▶ **TEXTO DE ORIGEN**
..............................
Desde que llegué acá en febrero de este año, a esta maquinaria elegante y oxidada que es América del Norte, no dejo de tener la sensación de haber ya vivido esta película. Como si la historia, cansada de la originalidad, decidiera reciclar escenas de viejos dramas latinoamericanos. Políticos que ignoran fallos judiciales. Instituciones que se desarman como castillos de naipes ante la risa torpe del poder. Gente que empieza a sentir, apenas, ese cosquilleo familiar de la incertidumbre constante. Una inestabilidad que no estalla de golpe, sino que se filtra. Se mete por las rendijas de lo cotidiano hasta instalarse, cómoda, en el sillón de la normalidad.

Este texto no es una advertencia. Es un espejo. Uno manchado, sí, uno torcido, pero espejo al fin. Lo que quiero hacer es compartir lo que se ve cuando uno mira con los ojos de alguien que ya estuvo ahí, en ese momento en que todo empieza a parecerse demasiado a lo que juramos que nunca seríamos.
..............................
Datos de señalamiento mediante expresiones referenciales:
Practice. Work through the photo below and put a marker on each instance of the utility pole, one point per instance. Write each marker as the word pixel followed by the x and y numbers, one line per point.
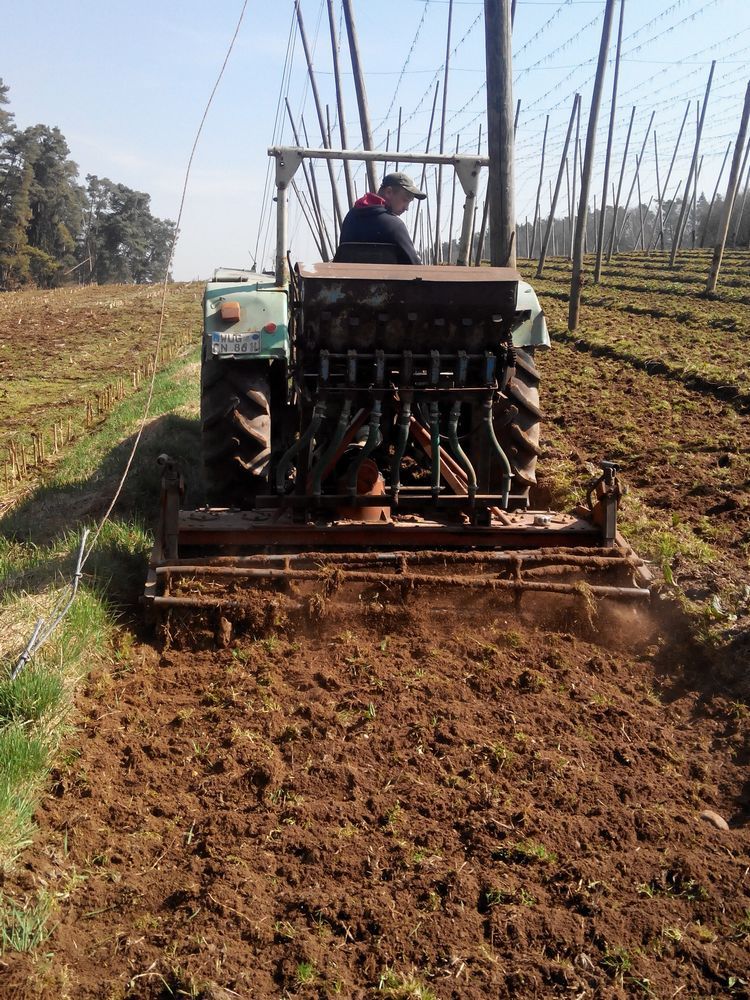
pixel 638 161
pixel 319 110
pixel 662 221
pixel 553 200
pixel 657 217
pixel 691 172
pixel 424 165
pixel 704 231
pixel 576 161
pixel 726 211
pixel 537 209
pixel 500 132
pixel 438 242
pixel 576 282
pixel 733 238
pixel 312 188
pixel 359 87
pixel 608 155
pixel 340 102
pixel 616 202
pixel 453 205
..............................
▶ **LO QUE SE PIDE**
Prolonga el texto de origen sobre la inestabilidad en América del Norte a partir de su última oración. Las filas no hacen falta aquí.

▶ **RESULTADO**
El síntoma global: lo que está pasando en EE. UU. no es nuevo

Hay cosas que uno aprende sin querer, por roce, por desgaste, como los adoquines que se pulen con el paso de los años y los pasos. Así aprendí yo que ciertos síntomas, por más que se disfracen con corbata y hablen en inglés sin acento, siguen siendo síntomas. No importa si vienen de un país con rascacielos o con selvas, si ondean banderas que juraron solemnemente proteger la democracia o si se mueven al ritmo de himnos compuestos en tiempos de gloria. La fragilidad se siente igual.

Lo primero que noté al llegar a Estados Unidos no fue el tamaño de los supermercados ni la amabilidad medida de los vecinos. Fue el ruido. Un ruido de fondo que no se oye con los oídos sino con el cuerpo. Un zumbido de alerta, como si algo estuviera a punto de romperse y nadie supiera bien qué ni cuándo ni por dónde. Esa sensación de que el sistema—ese gran aparato invisible que hace que las cosas más o menos funcionen—está empezando a improvisar. Como si el piloto automático se hubiera desconectado y ahora alguien lo manejara a los volantazos.

Y entonces lo vi todo: los vuelos cancelados sin explicación, los precios que cambian como si jugaran a la escondida, los noticieros hablando del futuro con un temblor en la voz, los debates políticos convertidos en espectáculos de lucha libre donde el que grita más fuerte parece tener razón. Y lo reconocí. Porque eso ya lo había visto antes. Lo había visto en Buenos Aires, en Lima, en Caracas. Lo había sentido en las calles de México DF y en los pasillos de oficinas donde nadie sabe si mañana tendrá trabajo.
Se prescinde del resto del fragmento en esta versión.